=== Section Start ===
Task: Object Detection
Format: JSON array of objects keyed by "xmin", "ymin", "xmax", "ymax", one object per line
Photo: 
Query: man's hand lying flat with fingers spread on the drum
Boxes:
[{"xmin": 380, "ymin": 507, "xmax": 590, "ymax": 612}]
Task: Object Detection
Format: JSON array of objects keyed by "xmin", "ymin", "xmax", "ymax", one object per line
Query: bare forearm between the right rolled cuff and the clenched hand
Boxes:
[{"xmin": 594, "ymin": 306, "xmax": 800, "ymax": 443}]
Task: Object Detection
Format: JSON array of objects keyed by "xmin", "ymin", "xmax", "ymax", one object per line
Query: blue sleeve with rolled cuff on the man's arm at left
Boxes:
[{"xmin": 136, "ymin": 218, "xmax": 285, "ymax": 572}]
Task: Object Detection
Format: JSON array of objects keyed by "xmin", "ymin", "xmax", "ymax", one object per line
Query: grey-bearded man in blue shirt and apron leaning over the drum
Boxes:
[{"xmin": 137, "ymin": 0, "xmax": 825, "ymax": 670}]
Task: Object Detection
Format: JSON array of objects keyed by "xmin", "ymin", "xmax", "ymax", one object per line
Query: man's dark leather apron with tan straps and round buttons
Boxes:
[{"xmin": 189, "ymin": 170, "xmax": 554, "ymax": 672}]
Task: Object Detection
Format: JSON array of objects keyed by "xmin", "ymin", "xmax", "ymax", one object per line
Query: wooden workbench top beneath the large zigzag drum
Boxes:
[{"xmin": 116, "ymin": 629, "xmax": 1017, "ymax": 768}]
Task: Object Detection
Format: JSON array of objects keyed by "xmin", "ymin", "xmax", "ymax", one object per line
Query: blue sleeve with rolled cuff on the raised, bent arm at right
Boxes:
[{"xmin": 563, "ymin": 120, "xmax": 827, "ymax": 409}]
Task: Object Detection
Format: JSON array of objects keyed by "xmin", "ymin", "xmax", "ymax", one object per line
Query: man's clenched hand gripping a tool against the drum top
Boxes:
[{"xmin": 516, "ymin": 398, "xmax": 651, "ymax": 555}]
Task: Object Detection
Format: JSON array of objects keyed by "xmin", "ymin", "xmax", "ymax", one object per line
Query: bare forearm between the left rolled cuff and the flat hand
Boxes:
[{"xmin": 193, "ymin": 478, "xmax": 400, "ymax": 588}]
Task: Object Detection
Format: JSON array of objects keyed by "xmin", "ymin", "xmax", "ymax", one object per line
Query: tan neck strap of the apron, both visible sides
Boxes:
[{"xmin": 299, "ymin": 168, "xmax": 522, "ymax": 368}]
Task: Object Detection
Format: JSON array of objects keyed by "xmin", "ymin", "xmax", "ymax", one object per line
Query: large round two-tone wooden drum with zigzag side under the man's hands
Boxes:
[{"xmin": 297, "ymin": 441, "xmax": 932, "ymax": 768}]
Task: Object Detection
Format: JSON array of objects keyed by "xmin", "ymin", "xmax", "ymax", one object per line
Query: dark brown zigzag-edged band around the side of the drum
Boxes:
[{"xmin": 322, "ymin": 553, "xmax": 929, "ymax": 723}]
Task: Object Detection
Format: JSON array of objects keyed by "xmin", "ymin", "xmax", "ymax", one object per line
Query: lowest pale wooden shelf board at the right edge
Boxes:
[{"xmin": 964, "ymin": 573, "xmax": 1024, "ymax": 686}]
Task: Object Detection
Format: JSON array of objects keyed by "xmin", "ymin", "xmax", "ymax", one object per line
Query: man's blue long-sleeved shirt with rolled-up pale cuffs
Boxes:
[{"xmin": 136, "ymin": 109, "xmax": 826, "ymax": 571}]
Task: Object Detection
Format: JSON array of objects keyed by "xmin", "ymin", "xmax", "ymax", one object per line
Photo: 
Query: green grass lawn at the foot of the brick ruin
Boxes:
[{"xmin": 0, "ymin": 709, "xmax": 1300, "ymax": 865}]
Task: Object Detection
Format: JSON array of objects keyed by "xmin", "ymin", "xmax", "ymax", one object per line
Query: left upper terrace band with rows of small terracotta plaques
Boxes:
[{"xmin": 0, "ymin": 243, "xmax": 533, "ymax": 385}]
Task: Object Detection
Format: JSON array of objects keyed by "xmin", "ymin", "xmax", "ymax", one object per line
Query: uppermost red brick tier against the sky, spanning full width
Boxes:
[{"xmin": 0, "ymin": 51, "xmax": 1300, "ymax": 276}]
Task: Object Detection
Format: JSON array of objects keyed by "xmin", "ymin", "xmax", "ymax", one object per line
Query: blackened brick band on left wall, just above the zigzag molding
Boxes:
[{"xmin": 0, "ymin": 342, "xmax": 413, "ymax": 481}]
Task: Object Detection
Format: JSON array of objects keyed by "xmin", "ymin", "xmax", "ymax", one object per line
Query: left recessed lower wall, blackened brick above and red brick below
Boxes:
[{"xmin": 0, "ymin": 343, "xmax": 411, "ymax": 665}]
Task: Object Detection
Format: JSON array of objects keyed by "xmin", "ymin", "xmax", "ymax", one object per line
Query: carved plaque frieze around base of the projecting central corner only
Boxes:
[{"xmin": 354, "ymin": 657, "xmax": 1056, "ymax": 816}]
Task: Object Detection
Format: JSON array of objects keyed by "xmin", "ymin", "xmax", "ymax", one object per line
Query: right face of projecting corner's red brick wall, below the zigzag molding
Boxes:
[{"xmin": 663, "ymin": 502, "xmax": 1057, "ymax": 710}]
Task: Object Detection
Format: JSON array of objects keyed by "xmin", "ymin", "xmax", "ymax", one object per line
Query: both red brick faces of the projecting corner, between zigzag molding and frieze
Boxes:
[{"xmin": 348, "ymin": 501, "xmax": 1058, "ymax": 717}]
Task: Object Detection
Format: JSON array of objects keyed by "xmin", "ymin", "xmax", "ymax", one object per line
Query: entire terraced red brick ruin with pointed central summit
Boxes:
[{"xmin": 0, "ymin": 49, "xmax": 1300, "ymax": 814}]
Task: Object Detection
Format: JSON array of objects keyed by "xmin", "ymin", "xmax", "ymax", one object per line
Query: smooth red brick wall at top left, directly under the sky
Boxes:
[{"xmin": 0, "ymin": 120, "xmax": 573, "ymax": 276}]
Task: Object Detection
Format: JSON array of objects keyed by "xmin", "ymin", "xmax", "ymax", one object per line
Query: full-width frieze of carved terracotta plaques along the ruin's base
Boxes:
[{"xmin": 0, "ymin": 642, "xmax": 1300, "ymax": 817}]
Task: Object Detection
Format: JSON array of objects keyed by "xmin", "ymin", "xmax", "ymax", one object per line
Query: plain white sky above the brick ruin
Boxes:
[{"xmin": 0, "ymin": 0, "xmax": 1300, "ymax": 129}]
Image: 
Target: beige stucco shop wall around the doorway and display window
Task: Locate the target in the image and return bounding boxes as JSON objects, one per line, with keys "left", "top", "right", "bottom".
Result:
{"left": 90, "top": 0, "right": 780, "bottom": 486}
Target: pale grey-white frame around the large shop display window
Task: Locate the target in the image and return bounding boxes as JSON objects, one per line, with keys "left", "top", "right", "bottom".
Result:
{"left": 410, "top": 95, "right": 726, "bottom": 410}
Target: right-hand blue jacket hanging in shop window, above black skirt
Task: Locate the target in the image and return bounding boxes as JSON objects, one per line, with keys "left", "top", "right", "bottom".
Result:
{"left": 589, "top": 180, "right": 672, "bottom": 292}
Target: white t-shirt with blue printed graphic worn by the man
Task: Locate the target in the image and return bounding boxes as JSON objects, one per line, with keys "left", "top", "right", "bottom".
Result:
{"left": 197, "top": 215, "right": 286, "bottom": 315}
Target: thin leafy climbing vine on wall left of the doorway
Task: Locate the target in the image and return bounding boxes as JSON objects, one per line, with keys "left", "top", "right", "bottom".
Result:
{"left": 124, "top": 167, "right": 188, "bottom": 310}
=== Section End ===
§ Exercise description: Copy out every line of the data that includes "bare".

§ Exercise response:
Query: bare forearm between the right rolled cuff and the clenched hand
Query: bare forearm between the left rolled cuff and the flat hand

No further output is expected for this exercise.